Source text ->
Namiko Mitarai
Namiko Mitarai

Associate Professor

We use theoretical methods from physics to investigate complex systems and living systems, and in turn use inspirations from those systems to develop new concepts in physics models. We study phenomena in various scales, from intracellular processes, collective behaviors of cells and agents, to species competition in ecological scale, with tools from dynamical systems, stochastic processes, and individual based models.

Mitarai Lab is part of Biocomplexity group, CMoL (Center for Models of Life), and located at the Niels Bohr Institute, University of Copenhagen.

Primary fields of research

Bacterial Physiology and Persistence

When an antibiotic is applied to a large population of antibiotic-sensitive bacterial cells, a subpopulation of cells tolerant to the antibiotic almost always appear, which are called persisters. Persisters are different from antibiotic resistant cells, because the progenies of the persisters are still sensitive to the same antibiotic: persisters are caused by phenotypic heterogeneity, that reflects stochasticity in the system.

Prompt 1 -> List the tools that the Mitarai Lab profile names for studying phenomena across scales.
Prompt 2 -> Resume the Mitarai Lab profile immediately after its final sentence.

Source information ->

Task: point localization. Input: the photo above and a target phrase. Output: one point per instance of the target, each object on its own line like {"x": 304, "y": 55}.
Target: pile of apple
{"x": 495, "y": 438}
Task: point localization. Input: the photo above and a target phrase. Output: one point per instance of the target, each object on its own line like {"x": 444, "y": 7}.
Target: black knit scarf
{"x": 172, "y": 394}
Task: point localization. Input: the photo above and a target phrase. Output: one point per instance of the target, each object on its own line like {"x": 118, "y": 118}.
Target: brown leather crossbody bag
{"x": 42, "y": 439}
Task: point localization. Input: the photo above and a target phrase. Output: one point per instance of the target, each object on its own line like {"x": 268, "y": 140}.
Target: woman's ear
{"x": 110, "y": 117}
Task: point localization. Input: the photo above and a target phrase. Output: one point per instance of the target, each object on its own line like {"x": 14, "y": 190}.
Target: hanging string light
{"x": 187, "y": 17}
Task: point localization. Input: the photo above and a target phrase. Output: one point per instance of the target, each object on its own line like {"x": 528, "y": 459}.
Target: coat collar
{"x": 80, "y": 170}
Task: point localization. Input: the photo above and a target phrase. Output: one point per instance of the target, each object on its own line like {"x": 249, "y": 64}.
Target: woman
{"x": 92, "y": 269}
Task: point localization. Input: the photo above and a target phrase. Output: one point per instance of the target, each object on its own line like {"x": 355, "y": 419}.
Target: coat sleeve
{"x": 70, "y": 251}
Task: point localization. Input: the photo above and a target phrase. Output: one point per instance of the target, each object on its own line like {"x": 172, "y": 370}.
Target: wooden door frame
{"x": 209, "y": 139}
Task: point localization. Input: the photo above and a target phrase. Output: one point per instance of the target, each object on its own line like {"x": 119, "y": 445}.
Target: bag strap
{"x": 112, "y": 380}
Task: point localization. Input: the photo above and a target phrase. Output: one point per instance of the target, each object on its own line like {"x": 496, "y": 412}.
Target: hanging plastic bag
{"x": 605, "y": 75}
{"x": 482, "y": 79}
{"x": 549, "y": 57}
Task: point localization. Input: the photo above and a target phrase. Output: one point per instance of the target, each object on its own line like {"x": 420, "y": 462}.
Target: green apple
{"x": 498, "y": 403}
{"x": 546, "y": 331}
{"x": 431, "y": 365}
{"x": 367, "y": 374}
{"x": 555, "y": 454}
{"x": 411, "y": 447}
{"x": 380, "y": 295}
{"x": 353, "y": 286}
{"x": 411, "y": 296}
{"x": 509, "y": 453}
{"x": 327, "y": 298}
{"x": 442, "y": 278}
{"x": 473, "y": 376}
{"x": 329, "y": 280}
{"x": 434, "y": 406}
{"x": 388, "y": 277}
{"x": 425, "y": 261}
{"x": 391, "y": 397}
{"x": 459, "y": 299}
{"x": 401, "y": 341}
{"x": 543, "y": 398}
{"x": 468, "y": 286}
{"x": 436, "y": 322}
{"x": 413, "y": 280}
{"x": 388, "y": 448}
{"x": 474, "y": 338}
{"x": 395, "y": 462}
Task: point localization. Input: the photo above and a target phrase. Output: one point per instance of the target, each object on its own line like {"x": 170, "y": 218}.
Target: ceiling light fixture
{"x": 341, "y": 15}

Result 1 -> Dynamical systems, stochastic processes, and individual based models.

Result 2 ->
Phage-Bacteria interaction in space

Phage plaque morphology tells a lot about the phage-bacteria interaction. Through a quantitative modeling with closely related experiments, we reveal how the spatial structures are formed and how the space affects the phage-bacteria interaction. As modeling tools, we use individual based model with mechanical cell-cell interactions as well as reaction-diffusion type models.

Species competition and diversity

We use Lotoka-Volterra equations to stochastic lattice models to address how various types of species competitions affect emergence and coexistence of diversity.

Complex systems and statistical physics

We are interested in various collective phenomena, where rich behaviors emerge from elements or agents interacting with simple rules.